- WHAT YOU ARE ASKED TO DO -
Please show each line in the entries below that contains the word "wooden".

- DATASET ROWS -
+++

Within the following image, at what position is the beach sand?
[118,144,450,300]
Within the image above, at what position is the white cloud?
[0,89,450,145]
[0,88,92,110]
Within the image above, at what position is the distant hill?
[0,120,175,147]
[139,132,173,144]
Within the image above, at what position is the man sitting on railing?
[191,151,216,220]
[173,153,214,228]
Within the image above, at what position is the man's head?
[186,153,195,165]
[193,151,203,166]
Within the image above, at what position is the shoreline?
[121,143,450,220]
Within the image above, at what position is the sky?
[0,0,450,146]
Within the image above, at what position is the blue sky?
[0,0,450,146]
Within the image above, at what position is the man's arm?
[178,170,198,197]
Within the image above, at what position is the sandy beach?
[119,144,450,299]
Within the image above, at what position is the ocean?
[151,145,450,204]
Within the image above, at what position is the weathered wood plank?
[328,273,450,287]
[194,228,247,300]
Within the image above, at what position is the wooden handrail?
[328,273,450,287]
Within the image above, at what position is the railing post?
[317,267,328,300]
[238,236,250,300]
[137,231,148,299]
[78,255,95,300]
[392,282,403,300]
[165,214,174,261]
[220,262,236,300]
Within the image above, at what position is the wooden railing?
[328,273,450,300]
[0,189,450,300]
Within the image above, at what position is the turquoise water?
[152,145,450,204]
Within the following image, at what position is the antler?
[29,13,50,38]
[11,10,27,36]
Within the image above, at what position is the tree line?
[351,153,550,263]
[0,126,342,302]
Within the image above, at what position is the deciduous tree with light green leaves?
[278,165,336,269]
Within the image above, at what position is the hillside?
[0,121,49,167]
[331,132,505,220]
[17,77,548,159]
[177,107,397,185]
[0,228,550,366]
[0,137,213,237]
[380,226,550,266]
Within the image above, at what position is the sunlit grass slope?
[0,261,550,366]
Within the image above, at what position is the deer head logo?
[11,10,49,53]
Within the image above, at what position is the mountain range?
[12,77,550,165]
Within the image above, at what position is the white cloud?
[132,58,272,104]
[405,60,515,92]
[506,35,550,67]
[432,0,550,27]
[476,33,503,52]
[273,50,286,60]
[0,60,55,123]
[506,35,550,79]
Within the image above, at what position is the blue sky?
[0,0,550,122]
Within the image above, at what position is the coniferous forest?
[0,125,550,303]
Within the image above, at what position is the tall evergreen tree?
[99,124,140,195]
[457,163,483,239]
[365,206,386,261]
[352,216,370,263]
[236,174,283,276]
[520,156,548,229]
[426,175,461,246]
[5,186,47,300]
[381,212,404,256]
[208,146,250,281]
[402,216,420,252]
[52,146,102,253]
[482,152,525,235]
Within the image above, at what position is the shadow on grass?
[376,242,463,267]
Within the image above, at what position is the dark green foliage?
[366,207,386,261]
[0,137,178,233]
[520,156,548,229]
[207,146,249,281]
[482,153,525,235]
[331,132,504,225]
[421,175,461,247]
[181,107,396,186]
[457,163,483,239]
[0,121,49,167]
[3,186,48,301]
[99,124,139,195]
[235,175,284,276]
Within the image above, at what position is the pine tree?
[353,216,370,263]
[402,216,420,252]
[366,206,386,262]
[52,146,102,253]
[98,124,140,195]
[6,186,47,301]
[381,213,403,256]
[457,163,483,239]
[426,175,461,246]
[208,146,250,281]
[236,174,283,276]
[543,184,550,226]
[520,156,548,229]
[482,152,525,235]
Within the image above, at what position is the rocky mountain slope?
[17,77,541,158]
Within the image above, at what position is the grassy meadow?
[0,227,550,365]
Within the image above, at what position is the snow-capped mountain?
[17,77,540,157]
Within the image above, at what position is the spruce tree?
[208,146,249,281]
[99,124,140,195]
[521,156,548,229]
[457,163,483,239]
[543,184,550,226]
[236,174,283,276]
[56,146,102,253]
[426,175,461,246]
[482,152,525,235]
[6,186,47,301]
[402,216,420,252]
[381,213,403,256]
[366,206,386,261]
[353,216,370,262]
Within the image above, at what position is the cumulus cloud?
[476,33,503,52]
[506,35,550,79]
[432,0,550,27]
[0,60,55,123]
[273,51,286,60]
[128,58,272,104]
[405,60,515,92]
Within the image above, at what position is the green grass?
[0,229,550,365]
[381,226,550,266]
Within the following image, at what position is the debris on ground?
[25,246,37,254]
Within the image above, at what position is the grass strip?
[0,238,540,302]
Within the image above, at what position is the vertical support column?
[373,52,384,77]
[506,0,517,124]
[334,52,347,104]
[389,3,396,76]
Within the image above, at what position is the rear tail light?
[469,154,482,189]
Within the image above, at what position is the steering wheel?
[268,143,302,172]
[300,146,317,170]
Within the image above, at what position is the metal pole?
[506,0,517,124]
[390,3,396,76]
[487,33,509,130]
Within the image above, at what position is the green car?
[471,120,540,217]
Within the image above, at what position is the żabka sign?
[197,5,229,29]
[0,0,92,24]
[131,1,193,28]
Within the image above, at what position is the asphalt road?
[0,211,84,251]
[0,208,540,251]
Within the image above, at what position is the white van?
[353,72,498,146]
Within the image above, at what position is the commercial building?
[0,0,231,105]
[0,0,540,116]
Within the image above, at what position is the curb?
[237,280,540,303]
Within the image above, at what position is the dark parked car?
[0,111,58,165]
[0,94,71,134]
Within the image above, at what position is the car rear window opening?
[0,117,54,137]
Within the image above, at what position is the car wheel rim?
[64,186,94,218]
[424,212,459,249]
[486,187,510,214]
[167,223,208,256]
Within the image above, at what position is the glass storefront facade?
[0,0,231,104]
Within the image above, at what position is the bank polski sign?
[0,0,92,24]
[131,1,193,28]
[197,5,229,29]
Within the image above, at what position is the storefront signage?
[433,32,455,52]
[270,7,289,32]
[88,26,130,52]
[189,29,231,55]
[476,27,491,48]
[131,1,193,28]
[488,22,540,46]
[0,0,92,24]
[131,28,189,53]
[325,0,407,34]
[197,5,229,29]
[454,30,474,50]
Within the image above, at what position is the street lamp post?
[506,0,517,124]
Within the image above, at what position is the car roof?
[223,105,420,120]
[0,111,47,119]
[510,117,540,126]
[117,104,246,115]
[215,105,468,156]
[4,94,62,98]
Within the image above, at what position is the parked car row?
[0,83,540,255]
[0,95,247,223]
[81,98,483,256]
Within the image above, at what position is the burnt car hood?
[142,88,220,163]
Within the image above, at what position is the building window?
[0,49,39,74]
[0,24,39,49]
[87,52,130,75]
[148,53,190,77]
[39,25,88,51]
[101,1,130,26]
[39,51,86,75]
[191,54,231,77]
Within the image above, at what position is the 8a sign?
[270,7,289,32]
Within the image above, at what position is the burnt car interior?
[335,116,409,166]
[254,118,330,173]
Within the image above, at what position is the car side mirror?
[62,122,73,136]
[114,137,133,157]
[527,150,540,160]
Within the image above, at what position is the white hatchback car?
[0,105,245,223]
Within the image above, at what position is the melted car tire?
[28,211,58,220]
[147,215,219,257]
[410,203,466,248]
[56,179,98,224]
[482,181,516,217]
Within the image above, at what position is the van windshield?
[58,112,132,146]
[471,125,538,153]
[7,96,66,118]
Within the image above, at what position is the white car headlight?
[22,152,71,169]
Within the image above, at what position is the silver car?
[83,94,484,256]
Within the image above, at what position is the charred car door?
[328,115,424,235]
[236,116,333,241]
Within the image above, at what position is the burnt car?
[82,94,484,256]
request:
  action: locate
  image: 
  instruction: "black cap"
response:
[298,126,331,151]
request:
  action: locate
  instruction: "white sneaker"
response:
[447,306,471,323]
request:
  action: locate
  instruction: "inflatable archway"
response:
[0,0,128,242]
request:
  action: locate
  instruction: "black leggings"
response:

+++

- RESPONSE -
Within the image above, at what position is the wooden handrail?
Within the image above, at what position is the wooden railing?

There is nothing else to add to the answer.